Region annotation entries
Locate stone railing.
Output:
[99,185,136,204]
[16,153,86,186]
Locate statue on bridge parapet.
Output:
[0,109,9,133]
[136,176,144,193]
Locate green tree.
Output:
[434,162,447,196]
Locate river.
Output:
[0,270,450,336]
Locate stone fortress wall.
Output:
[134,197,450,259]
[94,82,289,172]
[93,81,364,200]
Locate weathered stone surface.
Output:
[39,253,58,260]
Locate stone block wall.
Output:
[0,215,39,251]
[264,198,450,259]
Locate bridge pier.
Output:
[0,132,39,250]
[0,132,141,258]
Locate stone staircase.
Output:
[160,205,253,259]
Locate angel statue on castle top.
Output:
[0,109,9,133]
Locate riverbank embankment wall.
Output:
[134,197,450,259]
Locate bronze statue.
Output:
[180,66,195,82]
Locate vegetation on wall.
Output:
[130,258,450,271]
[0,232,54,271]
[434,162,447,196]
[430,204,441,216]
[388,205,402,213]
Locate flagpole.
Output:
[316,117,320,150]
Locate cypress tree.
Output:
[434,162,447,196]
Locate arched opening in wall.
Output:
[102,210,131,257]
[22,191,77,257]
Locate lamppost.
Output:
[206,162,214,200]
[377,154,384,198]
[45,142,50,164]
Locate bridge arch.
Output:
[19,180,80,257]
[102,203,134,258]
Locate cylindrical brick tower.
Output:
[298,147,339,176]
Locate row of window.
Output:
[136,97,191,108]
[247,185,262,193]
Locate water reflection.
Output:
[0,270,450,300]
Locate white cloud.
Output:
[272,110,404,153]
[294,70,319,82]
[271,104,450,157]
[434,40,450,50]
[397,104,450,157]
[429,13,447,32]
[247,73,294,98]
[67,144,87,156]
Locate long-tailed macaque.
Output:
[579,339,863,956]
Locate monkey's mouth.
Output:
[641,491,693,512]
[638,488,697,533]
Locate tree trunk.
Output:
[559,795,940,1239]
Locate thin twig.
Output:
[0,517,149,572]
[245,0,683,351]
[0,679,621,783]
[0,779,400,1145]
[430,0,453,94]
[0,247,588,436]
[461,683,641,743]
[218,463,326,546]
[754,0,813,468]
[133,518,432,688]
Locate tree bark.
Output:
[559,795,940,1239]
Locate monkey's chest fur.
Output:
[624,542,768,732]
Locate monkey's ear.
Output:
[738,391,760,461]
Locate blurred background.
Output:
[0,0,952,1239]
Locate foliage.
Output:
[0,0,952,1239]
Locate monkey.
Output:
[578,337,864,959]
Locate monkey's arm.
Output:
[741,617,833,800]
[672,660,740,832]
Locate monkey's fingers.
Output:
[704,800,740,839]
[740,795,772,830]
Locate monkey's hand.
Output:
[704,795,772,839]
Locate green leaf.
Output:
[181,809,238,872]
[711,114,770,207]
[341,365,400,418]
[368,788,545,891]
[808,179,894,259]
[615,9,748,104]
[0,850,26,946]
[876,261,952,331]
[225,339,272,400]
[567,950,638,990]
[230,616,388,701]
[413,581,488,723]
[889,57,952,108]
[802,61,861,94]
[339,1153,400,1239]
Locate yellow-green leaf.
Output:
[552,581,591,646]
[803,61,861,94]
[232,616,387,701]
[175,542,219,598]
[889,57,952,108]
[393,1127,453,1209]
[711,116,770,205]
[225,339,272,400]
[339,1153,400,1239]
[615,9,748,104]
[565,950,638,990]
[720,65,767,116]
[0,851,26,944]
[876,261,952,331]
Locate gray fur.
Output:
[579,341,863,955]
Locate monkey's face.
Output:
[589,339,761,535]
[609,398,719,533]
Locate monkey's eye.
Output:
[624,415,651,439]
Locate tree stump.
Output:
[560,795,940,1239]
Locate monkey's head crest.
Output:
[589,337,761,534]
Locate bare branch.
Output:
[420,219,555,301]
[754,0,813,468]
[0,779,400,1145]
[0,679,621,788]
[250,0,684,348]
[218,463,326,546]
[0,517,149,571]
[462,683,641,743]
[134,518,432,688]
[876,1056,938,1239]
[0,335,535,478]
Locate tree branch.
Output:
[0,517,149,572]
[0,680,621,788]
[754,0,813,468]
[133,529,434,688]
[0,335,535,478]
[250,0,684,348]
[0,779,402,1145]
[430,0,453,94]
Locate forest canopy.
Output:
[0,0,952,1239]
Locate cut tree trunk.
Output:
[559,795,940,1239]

---

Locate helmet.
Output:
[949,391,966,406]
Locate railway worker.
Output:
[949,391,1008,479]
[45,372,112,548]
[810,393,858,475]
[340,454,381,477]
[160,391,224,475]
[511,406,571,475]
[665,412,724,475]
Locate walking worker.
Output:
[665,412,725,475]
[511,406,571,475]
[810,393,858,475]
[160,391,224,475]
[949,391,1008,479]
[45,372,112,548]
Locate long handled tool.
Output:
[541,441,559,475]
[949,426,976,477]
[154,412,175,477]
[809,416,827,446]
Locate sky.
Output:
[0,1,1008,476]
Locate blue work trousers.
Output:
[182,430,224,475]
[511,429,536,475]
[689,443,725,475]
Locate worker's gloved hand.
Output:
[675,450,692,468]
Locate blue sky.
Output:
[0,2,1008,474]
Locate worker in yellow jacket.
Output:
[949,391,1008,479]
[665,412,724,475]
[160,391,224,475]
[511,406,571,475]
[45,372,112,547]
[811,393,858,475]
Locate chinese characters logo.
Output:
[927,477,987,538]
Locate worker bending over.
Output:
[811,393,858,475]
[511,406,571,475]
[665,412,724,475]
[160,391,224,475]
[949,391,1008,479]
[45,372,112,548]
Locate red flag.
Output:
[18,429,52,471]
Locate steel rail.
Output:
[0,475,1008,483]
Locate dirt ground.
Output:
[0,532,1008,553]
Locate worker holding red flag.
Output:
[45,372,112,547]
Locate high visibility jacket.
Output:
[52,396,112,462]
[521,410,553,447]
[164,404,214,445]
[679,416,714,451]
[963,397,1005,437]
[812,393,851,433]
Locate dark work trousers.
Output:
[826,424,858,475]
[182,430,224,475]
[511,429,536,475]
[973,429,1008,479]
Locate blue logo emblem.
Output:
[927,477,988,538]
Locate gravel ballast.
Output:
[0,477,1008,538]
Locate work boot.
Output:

# [TASK DIRECTIONS]
Find every line in the records that contains the string "trousers" and copy each of those lines.

# [EXPECTED ANSWER]
Locate blue work trousers.
Locate dark work trousers.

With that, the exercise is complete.